Jueves 8 de marzo, 2018

Cada año se repite más o menos la misma escena: al día siguiente de los premios de la Academia, mejor conocidos como los Oscares, florece por todos lados una enorme cantidad de opiniones sobre los ganadores, los no ganadores, las películas que quedaron fuera, las que no se mencionaron, las injustamente mencionadas y por supuesto, de algunos años para acá, las interminables alabanzas a los mexicanos que, gracias a su talento, formaron parte de la fiesta.

Y dentro de ese jardín de opiniones suelen sobresalir -y más ahora en este clima generalizado de lo “políticamente correcto”- aquellas opiniones que buscan resaltar la ausencia de la responsabilidad que el cine debería ostentar. Me sorprende mucho que, sobre todo en esta temporada de premios, se le adjudiquen al cine tantas banderas, desde la de los minusválidos hasta el feminismo, del independentismo en Cataluña a la epidemia de la violencia en México, desde los feminicidios hasta la guerra en Siria. Pareciera que por alguna extraña razón, el cine debería ser ese gran bastión que guía los esfuerzos de la justicia social, y cuando no cumple con las expectativas, inmediatamente debe ser destronado y satanizado.

El problema radica, básicamente, en la falsa relevancia y la idealización de una forma de arte con un alcance masivo. El cine, al tener la capacidad de llegar a millones de personas de manera global, se piensa en él como un instrumento y a los premios que reciben las películas como validaciones de los mensajes que llevan, y lamentablemente esto no es así.

* [Consigna 1] Según el texto sobre los premios de la Academia, ¿a cuántas personas puede llegar el cine de manera global?
* [Consigna 2] En el texto sobre los premios de la Academia, cambia "Oscares" por "Óscar" y reproduce el fragmento que comienza con las palabras "Jueves 8 de" y termina después de "de la fiesta.".

* [Registros proporcionados]
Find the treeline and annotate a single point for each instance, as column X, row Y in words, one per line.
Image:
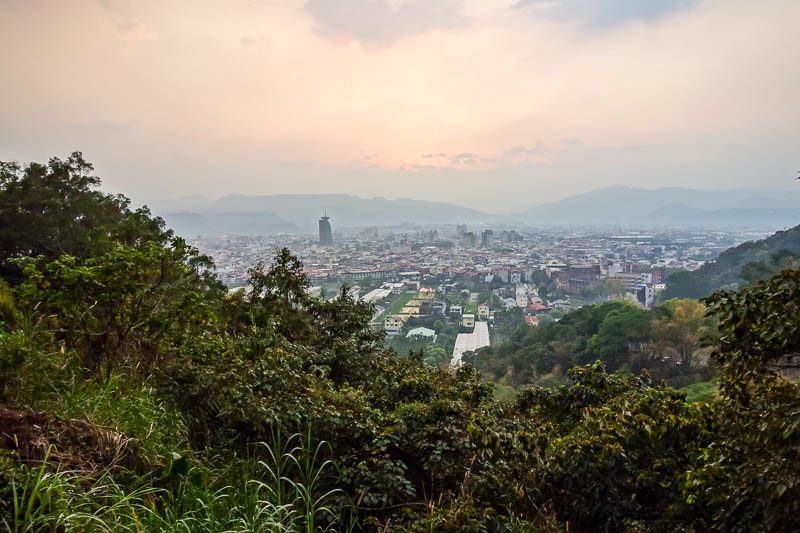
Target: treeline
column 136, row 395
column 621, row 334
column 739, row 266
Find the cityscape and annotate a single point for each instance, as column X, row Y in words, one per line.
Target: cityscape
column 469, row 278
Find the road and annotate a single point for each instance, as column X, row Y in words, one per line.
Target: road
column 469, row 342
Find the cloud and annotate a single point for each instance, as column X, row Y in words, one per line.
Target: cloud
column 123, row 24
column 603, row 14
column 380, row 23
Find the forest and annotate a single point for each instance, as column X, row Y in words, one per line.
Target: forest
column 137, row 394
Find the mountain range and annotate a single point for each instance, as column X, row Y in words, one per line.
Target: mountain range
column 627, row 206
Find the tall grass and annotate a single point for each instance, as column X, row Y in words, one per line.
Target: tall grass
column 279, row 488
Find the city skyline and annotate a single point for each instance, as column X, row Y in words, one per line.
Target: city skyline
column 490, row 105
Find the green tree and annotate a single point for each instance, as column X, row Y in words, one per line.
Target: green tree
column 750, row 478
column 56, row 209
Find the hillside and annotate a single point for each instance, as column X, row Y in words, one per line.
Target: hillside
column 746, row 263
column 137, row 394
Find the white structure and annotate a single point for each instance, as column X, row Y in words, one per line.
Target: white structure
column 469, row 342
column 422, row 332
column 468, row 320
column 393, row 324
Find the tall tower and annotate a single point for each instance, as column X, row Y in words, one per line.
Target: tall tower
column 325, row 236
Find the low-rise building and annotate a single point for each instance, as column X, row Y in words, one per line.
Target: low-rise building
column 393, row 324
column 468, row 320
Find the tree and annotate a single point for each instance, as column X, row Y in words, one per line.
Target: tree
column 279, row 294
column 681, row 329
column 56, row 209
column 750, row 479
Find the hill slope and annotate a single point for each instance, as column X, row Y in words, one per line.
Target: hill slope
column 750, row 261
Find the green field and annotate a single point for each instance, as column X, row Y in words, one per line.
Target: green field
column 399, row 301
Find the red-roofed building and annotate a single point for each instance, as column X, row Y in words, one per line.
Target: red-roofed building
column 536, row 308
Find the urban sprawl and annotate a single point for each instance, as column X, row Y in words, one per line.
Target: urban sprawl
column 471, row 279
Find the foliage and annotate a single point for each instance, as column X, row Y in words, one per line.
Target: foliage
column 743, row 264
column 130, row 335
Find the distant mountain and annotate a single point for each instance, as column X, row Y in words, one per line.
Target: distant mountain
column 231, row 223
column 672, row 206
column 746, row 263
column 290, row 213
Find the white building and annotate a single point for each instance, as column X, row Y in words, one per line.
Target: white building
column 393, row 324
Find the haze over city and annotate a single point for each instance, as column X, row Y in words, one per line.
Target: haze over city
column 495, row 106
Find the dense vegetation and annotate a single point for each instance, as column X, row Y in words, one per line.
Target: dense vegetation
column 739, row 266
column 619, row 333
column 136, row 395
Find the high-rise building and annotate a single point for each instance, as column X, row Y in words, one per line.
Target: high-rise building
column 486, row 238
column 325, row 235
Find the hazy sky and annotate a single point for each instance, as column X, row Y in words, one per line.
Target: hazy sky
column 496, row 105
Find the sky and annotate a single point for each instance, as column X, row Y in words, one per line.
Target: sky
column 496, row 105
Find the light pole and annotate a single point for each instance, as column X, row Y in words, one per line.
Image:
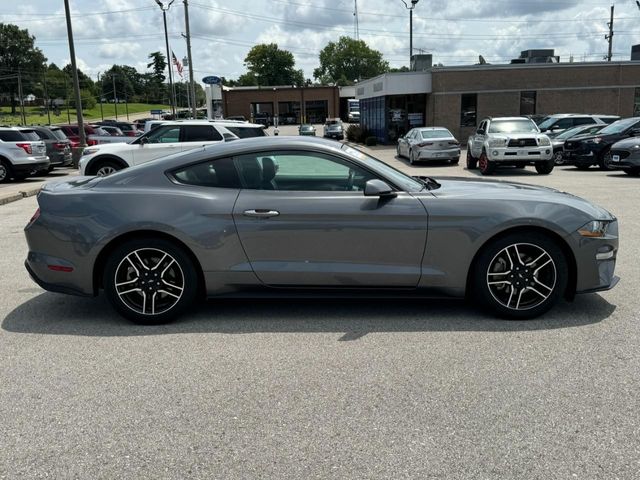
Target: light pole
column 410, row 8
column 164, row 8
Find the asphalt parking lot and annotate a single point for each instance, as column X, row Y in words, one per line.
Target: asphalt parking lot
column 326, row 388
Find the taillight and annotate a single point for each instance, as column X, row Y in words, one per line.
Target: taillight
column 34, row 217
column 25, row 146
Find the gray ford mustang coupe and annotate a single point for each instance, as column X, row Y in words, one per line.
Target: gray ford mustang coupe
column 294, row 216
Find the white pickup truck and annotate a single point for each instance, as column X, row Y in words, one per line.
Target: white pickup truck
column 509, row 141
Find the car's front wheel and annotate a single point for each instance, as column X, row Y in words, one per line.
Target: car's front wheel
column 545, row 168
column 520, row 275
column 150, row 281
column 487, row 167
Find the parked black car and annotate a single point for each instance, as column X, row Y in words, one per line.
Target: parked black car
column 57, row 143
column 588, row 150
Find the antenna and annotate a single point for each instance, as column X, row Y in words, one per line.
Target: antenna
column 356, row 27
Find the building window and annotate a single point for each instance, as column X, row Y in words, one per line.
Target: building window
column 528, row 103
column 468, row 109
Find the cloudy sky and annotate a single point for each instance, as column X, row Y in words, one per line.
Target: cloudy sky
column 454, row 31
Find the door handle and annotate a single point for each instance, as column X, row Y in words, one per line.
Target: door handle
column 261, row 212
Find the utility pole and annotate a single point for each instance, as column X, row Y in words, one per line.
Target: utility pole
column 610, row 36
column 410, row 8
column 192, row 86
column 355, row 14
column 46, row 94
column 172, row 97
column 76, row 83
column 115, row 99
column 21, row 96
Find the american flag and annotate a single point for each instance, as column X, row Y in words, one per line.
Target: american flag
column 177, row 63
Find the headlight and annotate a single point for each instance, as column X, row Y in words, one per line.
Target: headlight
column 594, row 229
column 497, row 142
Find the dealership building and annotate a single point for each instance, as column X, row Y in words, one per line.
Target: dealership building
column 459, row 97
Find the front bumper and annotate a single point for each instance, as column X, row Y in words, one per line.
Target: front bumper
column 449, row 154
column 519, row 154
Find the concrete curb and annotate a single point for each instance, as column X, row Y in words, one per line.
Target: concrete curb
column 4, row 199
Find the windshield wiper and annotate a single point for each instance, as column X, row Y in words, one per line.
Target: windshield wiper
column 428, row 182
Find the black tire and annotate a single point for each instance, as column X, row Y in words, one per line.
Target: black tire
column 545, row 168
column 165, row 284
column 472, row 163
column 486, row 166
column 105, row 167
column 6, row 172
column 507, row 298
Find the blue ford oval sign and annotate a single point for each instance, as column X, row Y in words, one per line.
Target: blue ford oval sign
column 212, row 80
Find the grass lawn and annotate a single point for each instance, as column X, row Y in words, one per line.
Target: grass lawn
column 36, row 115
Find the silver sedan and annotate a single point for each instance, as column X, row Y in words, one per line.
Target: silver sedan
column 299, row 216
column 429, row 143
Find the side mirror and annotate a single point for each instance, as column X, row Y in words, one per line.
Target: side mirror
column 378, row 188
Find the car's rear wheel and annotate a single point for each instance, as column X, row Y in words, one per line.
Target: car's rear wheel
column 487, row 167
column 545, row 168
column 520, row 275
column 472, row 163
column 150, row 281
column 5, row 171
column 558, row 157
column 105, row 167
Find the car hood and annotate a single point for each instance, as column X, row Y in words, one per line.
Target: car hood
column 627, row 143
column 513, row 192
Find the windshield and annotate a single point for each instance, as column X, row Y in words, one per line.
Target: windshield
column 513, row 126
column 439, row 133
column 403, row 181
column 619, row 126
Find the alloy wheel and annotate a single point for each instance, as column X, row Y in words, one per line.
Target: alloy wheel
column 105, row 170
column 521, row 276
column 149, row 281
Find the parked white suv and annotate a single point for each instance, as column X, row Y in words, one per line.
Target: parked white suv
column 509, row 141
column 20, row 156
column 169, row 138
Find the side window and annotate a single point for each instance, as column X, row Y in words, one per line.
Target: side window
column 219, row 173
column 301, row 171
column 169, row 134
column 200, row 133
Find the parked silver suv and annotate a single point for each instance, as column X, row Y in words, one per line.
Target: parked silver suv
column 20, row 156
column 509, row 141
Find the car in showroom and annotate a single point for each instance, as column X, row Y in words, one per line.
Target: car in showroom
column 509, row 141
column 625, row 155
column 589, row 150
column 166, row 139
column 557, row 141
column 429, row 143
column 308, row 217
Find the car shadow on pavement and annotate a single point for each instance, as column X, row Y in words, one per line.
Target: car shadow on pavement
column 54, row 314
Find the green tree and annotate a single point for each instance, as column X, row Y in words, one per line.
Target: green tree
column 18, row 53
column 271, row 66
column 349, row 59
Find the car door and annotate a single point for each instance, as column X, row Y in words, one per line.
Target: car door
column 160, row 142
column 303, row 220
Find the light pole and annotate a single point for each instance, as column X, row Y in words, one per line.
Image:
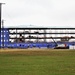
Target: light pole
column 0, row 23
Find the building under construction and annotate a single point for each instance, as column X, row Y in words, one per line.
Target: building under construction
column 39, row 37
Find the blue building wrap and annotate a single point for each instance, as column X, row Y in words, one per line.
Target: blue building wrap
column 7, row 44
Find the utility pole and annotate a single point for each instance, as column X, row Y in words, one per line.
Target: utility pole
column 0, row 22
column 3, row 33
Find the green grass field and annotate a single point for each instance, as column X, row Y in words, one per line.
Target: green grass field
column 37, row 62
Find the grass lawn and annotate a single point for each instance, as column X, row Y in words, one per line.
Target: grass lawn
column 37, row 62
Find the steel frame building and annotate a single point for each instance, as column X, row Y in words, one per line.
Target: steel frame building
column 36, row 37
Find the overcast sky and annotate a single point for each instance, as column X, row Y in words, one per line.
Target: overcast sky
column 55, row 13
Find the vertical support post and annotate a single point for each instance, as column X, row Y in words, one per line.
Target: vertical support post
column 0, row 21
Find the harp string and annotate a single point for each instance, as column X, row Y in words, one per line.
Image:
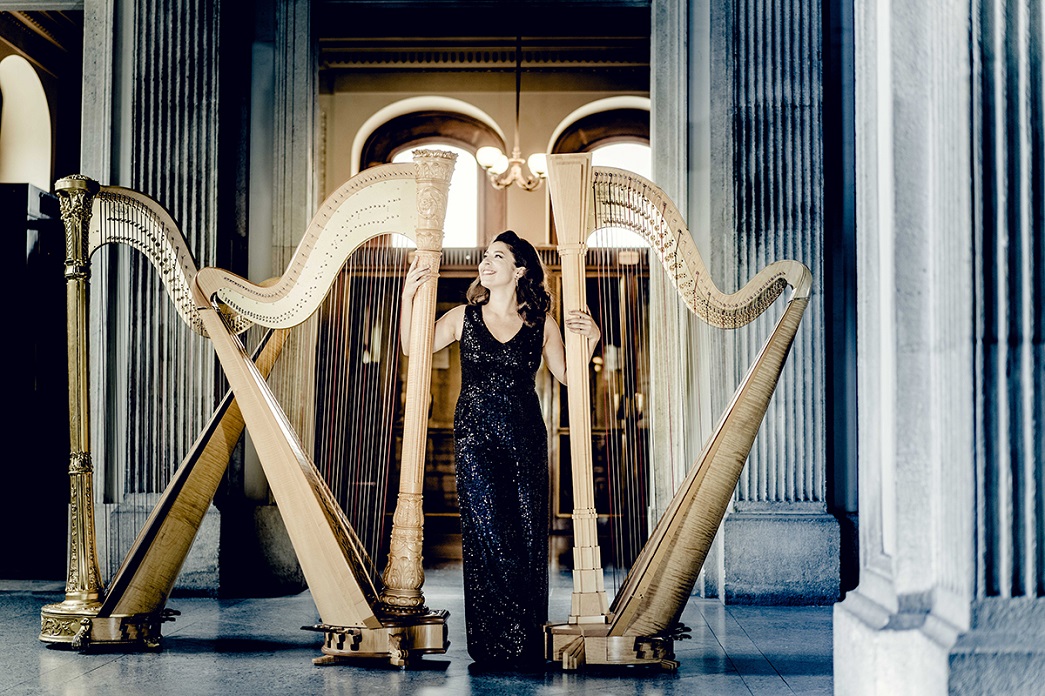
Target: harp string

* [Respuesta 1] A millones de personas.

* [Respuesta 2]
Jueves 8 de marzo, 2018

Cada año se repite más o menos la misma escena: al día siguiente de los premios de la Academia, mejor conocidos como los Óscar, florece por todos lados una enorme cantidad de opiniones sobre los ganadores, los no ganadores, las películas que quedaron fuera, las que no se mencionaron, las injustamente mencionadas y por supuesto, de algunos años para acá, las interminables alabanzas a los mexicanos que, gracias a su talento, formaron parte de la fiesta.